## Tarea a realizar
Presenta como lista numerada las líneas de los registros, empezando por el principio y terminando en la línea que contiene "85, 59, 121, 187", ambas incluidas. Deja fuera las líneas en blanco.

## Registros proporcionados
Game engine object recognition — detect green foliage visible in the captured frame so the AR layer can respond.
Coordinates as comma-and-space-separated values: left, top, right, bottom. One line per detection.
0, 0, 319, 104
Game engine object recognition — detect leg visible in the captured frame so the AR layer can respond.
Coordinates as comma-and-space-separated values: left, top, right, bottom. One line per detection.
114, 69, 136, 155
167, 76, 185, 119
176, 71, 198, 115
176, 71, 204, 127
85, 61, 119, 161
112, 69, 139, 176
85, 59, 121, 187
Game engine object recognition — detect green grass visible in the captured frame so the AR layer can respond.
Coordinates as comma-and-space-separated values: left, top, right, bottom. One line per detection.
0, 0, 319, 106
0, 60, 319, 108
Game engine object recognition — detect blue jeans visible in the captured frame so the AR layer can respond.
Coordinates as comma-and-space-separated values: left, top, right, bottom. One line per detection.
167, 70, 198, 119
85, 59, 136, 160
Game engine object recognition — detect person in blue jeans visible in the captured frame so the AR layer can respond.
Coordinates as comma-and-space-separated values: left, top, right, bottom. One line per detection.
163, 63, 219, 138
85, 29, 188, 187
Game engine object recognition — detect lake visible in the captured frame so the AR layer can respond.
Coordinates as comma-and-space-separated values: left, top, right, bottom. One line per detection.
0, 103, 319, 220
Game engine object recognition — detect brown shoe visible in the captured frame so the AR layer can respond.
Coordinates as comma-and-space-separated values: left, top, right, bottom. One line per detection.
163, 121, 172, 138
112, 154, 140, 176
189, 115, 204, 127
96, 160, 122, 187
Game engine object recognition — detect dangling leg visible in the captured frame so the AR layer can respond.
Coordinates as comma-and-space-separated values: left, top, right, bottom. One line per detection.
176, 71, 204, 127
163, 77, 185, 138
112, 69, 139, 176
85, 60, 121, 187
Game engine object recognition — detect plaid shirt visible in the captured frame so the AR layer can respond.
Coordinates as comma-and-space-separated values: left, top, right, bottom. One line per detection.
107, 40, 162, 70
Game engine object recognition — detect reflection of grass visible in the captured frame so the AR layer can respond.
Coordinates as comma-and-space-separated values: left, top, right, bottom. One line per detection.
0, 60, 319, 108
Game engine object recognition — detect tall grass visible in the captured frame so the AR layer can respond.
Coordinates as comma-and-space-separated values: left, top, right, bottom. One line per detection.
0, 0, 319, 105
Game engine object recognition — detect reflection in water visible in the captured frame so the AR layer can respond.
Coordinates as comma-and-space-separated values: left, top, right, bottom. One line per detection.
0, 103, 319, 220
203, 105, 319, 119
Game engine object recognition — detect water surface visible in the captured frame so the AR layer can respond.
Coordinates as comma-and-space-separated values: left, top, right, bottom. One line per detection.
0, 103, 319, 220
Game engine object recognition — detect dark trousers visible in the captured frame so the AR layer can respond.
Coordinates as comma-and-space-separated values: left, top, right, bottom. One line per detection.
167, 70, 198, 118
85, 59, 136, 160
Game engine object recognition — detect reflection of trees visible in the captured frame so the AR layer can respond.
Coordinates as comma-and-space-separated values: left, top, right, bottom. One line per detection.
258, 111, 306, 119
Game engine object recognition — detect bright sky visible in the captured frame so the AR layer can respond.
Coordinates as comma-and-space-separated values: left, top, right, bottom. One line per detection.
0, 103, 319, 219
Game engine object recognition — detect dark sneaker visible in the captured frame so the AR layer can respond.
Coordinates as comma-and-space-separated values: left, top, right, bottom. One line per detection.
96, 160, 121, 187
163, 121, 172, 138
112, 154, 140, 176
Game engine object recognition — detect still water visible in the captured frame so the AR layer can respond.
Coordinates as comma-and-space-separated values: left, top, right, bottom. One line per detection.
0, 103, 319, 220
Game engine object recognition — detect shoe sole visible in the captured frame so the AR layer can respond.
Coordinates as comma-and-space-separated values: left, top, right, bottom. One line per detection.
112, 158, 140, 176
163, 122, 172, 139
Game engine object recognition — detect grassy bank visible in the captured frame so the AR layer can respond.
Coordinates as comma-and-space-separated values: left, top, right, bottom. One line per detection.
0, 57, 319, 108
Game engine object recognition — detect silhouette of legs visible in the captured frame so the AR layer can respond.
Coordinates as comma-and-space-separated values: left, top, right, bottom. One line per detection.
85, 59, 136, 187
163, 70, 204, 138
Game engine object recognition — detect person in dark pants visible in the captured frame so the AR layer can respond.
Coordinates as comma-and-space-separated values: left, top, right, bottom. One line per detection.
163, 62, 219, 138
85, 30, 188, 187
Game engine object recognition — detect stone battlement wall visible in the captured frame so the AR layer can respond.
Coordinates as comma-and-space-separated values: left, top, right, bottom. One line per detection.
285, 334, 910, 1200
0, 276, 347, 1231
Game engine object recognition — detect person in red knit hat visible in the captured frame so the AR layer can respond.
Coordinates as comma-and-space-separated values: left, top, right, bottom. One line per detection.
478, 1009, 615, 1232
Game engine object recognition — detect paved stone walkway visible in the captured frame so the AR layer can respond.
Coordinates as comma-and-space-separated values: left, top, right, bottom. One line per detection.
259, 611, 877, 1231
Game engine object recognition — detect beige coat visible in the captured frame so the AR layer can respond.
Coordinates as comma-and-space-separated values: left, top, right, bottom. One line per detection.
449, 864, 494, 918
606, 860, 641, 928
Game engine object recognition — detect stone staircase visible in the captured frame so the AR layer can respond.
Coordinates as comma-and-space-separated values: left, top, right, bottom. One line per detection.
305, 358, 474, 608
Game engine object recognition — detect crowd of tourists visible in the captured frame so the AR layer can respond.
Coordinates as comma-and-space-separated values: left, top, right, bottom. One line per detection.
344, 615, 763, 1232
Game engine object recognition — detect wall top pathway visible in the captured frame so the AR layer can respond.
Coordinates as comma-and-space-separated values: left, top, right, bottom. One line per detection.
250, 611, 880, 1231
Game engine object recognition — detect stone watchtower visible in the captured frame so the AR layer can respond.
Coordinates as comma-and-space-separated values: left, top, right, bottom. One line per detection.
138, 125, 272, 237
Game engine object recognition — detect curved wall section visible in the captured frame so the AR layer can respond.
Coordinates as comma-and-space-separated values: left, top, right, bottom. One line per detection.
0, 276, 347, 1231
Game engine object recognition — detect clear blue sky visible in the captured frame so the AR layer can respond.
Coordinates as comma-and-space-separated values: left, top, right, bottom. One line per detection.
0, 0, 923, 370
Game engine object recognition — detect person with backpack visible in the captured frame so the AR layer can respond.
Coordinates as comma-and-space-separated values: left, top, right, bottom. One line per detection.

## Solución completa
1. Game engine object recognition — detect green foliage visible in the captured frame so the AR layer can respond.
2. Coordinates as comma-and-space-separated values: left, top, right, bottom. One line per detection.
3. 0, 0, 319, 104
4. Game engine object recognition — detect leg visible in the captured frame so the AR layer can respond.
5. Coordinates as comma-and-space-separated values: left, top, right, bottom. One line per detection.
6. 114, 69, 136, 155
7. 167, 76, 185, 119
8. 176, 71, 198, 115
9. 176, 71, 204, 127
10. 85, 61, 119, 161
11. 112, 69, 139, 176
12. 85, 59, 121, 187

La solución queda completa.